Princess has been to no less than six elementary schools in her short education, four in just the past year alone. We have lived in the same house since her birth. We recently were told that she would be at the same school for the remainder of the school year. When I heard that I wanted to shout "Hallelujah!" from the rooftops and mountain tops. This is something to be grateful for indeed.

The school that Princess is currently attending serves kids like her who need more structure with a loving staff. They work on academics and behavior goals with lots of positive reinforcements. At first Princess hated this new school, but in the last few weeks she seems to be complaining less. I'll take that as a sign that she is adjusting. I am grateful for this new school and the staff who work there.

I am thankful for medical professionals who take the time to show my family and I love and patience. There was one time this summer when things were not so nice but the nurses showed Princess grace when she did not deserve it. They understood that her illness was making her make choices that were not pleasant. They could have easily given in and been harsh but instead they took the high road. There was one nurse in particular who shared with Princess that she had a son about her age. She loved on her as if my daughter was her own. We have often wondered if we would ever get a chance to thank her in person. Well you know what? God knew that was a desire of our heart so recently he gave us the chance to do just that.

Tasks for this exercise:
[A] From the passage about Princess, copy the part that begins at the words "Princess has been" and ends after the words "who work there.".
[B] Answer these questions from the passage about Princess:
(i) How many elementary schools has Princess attended?
(ii) Besides academics, what kind of goals does her current school work on?
(iii) What did one nurse tell Princess about her own family?

Material supplied:
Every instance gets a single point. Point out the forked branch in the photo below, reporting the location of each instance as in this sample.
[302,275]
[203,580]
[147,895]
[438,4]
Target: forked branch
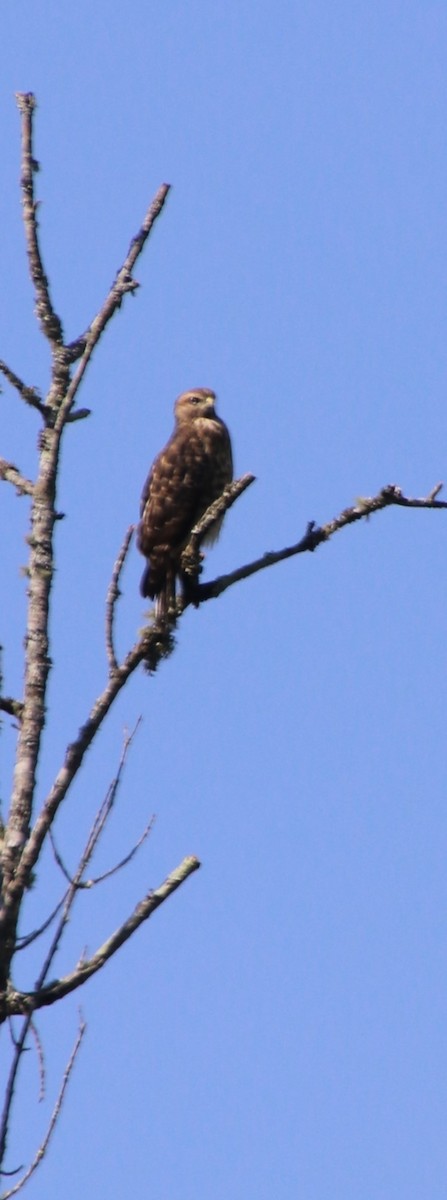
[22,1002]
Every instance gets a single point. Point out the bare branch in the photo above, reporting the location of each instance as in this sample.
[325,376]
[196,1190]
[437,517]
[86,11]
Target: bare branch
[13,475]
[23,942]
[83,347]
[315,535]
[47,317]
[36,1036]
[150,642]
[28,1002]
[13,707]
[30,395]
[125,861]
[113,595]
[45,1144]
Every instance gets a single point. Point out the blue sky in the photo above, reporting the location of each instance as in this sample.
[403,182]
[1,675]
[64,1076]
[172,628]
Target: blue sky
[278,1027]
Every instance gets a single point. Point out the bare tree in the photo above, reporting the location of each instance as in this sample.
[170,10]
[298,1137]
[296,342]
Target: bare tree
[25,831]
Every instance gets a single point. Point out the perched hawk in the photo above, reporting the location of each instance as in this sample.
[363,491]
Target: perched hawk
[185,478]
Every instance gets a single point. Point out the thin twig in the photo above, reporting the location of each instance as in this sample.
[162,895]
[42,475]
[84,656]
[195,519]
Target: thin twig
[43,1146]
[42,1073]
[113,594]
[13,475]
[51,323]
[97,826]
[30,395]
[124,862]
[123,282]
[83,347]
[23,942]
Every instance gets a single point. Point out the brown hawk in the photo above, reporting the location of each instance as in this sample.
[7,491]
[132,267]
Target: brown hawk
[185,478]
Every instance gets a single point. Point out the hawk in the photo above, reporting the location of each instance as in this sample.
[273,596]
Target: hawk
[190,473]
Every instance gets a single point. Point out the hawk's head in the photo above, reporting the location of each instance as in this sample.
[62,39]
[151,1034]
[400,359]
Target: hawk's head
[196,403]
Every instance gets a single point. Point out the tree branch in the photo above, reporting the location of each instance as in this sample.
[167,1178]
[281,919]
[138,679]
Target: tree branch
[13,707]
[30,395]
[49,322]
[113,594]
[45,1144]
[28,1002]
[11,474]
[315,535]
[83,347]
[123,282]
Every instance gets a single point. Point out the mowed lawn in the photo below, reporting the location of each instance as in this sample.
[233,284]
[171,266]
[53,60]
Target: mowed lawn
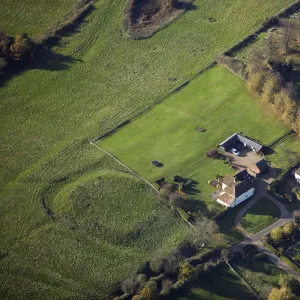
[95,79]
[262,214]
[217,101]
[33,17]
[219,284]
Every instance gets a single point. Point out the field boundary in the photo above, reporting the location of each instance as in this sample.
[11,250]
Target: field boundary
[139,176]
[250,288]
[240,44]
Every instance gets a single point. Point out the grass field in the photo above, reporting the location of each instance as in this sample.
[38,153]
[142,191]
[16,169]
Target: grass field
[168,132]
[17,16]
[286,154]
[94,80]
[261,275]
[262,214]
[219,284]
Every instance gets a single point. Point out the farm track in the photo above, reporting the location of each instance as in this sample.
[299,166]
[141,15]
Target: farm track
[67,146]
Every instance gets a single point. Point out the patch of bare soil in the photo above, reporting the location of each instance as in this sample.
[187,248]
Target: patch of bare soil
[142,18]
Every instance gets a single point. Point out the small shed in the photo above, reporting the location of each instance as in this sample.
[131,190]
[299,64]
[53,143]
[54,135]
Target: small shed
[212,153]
* * *
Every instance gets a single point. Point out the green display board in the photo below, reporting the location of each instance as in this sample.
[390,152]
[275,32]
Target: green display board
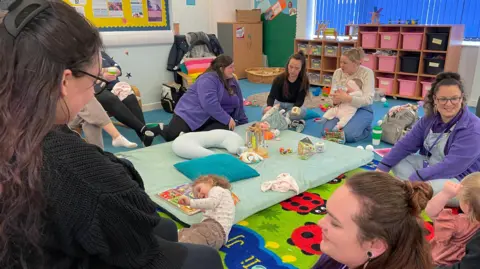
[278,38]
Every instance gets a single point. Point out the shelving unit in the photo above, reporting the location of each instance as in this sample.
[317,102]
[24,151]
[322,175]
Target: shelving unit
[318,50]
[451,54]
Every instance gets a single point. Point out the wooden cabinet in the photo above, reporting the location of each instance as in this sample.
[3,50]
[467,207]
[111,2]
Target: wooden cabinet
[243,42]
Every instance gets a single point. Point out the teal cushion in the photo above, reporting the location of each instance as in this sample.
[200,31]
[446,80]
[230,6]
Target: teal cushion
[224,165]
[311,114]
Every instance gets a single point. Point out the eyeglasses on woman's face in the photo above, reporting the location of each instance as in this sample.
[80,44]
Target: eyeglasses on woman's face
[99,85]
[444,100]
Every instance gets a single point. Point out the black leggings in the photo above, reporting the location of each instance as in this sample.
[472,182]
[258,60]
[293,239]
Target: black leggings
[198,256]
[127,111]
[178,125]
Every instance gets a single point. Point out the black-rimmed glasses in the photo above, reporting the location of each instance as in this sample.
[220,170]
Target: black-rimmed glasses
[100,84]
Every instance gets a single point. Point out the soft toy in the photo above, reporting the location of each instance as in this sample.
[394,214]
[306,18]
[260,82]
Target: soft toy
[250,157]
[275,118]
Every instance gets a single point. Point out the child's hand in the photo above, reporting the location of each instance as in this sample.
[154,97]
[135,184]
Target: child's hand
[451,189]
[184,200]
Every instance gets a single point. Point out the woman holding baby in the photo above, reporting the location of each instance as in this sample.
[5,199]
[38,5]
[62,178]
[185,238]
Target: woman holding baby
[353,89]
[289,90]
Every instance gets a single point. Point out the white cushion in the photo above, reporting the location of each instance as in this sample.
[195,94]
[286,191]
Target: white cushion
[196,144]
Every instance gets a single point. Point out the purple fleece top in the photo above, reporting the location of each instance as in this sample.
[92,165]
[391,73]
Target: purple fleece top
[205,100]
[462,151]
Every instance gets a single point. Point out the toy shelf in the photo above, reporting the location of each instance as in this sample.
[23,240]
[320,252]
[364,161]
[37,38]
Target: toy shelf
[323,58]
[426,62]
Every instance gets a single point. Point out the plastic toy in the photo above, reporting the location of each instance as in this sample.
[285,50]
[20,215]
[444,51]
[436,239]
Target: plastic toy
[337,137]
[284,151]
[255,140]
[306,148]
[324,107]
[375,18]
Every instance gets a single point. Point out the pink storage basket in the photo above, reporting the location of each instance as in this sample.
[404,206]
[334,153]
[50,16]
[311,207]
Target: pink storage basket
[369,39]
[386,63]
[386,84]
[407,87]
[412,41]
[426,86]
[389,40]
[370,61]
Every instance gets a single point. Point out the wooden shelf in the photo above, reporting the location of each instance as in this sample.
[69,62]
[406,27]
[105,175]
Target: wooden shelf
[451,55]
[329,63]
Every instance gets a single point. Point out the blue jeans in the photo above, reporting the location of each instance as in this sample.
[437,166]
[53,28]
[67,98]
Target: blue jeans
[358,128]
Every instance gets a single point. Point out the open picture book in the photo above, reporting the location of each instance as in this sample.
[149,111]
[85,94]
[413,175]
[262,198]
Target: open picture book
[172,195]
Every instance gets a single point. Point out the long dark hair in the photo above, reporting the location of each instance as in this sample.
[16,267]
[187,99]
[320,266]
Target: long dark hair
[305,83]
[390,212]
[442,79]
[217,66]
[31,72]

Outputs in order:
[A]
Princess has been to no less than six elementary schools in her short education, four in just the past year alone. We have lived in the same house since her birth. We recently were told that she would be at the same school for the remainder of the school year. When I heard that I wanted to shout "Hallelujah!" from the rooftops and mountain tops. This is something to be grateful for indeed.

The school that Princess is currently attending serves kids like her who need more structure with a loving staff. They work on academics and behavior goals with lots of positive reinforcements. At first Princess hated this new school, but in the last few weeks she seems to be complaining less. I'll take that as a sign that she is adjusting. I am grateful for this new school and the staff who work there.

[B]
(i) Six.
(ii) Behavior goals.
(iii) She had a son about Princess's age.